Copy out only the material from the line with "Put a marker on every instance of the red" up to and including the line with "[(575, 141), (312, 267)]", swapping "marker" for "pin" and leaving everything else untouched.

════

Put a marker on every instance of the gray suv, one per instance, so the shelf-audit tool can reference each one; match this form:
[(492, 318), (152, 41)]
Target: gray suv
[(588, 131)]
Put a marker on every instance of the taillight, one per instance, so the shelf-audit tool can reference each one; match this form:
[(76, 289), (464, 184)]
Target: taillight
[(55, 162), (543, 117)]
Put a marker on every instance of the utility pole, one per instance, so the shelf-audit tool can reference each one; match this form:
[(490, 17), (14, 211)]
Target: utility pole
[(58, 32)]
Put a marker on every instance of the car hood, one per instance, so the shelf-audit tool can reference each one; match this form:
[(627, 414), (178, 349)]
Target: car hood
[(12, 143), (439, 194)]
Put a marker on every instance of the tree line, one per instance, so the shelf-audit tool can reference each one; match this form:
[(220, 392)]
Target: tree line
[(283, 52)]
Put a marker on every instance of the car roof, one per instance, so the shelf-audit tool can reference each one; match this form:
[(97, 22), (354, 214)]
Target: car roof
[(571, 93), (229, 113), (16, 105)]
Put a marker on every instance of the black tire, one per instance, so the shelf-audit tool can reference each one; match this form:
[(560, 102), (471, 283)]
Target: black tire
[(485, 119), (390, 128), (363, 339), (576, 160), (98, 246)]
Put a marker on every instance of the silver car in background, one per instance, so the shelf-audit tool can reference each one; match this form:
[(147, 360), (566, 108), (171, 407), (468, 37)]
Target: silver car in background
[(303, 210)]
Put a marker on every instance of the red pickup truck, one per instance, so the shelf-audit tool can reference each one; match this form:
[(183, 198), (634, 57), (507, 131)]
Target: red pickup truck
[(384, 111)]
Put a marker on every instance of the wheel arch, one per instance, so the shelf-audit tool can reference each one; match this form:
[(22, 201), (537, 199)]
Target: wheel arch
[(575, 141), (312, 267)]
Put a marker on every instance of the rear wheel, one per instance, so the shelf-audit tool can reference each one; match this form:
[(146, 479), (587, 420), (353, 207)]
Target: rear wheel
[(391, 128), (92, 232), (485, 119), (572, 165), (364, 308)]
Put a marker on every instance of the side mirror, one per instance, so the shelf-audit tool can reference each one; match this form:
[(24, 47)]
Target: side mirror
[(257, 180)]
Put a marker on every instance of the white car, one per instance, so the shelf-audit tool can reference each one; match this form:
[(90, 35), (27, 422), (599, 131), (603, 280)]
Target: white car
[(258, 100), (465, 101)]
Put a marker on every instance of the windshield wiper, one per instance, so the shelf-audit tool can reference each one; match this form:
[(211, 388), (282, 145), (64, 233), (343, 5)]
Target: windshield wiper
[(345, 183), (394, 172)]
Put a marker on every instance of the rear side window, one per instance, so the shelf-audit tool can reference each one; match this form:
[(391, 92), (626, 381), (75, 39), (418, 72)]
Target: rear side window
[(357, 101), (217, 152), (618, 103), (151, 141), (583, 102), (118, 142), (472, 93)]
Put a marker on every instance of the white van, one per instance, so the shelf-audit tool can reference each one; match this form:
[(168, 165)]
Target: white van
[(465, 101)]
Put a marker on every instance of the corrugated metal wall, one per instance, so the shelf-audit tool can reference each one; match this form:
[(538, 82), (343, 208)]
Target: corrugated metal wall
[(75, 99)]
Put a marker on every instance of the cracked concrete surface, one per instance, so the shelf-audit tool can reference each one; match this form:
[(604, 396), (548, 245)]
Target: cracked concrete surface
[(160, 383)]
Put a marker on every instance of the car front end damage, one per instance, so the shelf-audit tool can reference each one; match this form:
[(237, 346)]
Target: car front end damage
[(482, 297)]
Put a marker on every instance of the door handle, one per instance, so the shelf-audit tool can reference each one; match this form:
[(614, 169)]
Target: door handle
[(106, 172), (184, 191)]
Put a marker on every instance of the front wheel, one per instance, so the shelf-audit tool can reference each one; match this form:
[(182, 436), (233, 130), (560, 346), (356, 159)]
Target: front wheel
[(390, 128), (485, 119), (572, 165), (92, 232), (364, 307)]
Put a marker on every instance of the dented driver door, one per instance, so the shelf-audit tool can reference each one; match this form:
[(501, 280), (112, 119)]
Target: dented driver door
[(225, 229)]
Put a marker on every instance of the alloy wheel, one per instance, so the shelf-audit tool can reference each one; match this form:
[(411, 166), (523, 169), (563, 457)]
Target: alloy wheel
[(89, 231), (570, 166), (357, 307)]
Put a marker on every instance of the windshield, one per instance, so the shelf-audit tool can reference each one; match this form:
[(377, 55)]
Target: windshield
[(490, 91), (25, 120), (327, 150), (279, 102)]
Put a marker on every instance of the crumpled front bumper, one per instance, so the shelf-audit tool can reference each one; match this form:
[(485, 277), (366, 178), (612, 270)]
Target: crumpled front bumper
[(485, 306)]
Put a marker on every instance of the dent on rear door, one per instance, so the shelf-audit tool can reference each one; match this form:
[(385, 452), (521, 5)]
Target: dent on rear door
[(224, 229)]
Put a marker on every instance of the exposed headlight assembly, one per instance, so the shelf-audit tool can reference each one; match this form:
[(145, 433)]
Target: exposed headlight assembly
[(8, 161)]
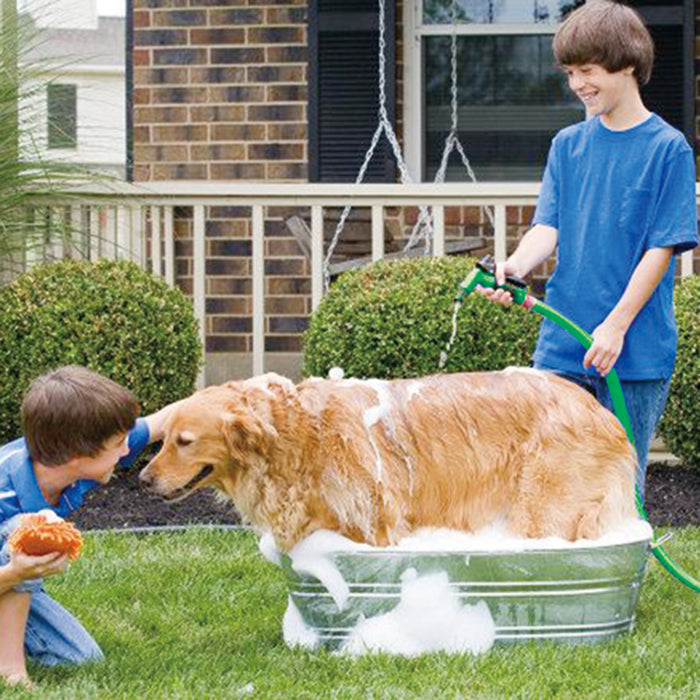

════

Reply to the exercise:
Put a pin on every instance of the red pickup truck, one per instance, so the shelf-audit tool can reference each one; match this form:
[(183, 198), (634, 57), (507, 131)]
Target: red pickup truck
[(384, 111)]
Put a pin on every instance of the wheel arch, one per instance, so the shelf-audit tool can reference each one; match this form:
[(22, 201), (537, 199)]
Target: wheel arch
[(575, 141), (312, 267)]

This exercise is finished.